(Beginning of GIVEN TEXT)

Any conversation about dog-walking involves the unavoidable subject of poop. Besides being unsightly and an annoyance when it is left on our trails, doggy-do is bad for the environment and for wildlife. Dog owners know that one of the responsibilities of caring for their pets is taking care of what they leave behind. Remove your dog’s poop; bring bags, pick it up, and carry it out!
The Trustees dog policy seeks to achieve excellent visitor experience and access, compatible with resource conservation and protection by
- establishing responsible, common-sense and mindful dog walking manners
- requiring dogs to be leashed on all “Multi-Use Trails”
- allowing an off-leash experience on Primary Use Trails for dog walking
- restricting dog access on trails and properties with specific resource protection concerns
Multi-Use Trails: On-Leash Dog Walking
The majority of trails or trail systems require dogs to be on-leash to accommodate the experiences of a diversity of recreational trail uses. Having dogs on-leash limits the chances of unwanted interactions among other recreational users. To be sensitive to the experiences of all other users, dogs are required to be on-leash.
Primary Use Trails: Off-Leash Dog Walking
Off-leash dog walking is a popular recreational activity, that is increasingly more difficult to provide on conservation lands in Massachusetts. With an understanding that off-leash dog walking can negatively impact sensitive resources and the experience of other visitors; properties where we allow for off-leash dog walking will be actively managed and monitored.
Areas excluded from Off-Leash designation:
- Resource Protection Areas
- Grassland Nesting Habitat (Apr. 1 – Aug. 15)
- Open Public Water Supply
- Parks, Estates, & Sensitive Historic/Cultural Sites
Resource Protection Areas: No Dogs
Resource protection areas are defined by a specific resource concern or visitor safety concern that cannot tolerate the presence and proximity of dogs or their waste. These trails require special signage to identify the area as No Dog, which will include rationale for the restriction. These areas include:
- Crop Fields, Food Gardens, Community Gardens, Food Production / Processing / Sale Facilities (Including Shellfishing Flats)

(End of GIVEN TEXT)

▶ _TASK OBJECTIVE_: Update the dog policy text, starting at "Any conversation about" and stopping after "carry it out!", so that "doggy-do" becomes "dog waste".

(Beginning of DATA)

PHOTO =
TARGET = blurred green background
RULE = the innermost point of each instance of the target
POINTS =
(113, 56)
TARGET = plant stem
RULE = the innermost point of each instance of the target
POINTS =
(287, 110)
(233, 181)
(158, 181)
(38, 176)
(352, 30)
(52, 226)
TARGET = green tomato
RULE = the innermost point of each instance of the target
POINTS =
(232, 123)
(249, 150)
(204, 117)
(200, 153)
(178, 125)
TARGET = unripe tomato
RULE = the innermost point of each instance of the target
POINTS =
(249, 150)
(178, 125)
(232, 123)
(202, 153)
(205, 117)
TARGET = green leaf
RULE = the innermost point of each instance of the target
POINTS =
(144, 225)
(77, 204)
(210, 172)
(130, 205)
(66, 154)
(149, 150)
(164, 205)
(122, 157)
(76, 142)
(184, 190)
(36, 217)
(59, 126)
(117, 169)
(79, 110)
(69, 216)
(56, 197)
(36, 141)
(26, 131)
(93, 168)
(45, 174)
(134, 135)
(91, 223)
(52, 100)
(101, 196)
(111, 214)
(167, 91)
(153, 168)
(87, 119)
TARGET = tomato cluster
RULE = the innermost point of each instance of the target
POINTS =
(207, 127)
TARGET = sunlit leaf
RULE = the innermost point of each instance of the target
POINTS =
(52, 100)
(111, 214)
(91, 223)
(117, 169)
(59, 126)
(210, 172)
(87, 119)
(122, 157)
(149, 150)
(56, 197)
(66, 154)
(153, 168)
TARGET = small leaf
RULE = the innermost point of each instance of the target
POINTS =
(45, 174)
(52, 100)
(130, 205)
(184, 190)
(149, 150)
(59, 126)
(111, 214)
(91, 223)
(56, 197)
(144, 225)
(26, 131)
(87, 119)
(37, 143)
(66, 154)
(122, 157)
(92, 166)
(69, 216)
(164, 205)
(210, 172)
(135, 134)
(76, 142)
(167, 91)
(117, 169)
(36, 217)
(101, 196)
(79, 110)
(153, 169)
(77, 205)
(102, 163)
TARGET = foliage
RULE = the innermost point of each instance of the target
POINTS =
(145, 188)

(End of DATA)

▶ _ANSWER SECTION_:
Any conversation about dog-walking involves the unavoidable subject of poop. Besides being unsightly and an annoyance when it is left on our trails, dog waste is bad for the environment and for wildlife. Dog owners know that one of the responsibilities of caring for their pets is taking care of what they leave behind. Remove your dog’s poop; bring bags, pick it up, and carry it out!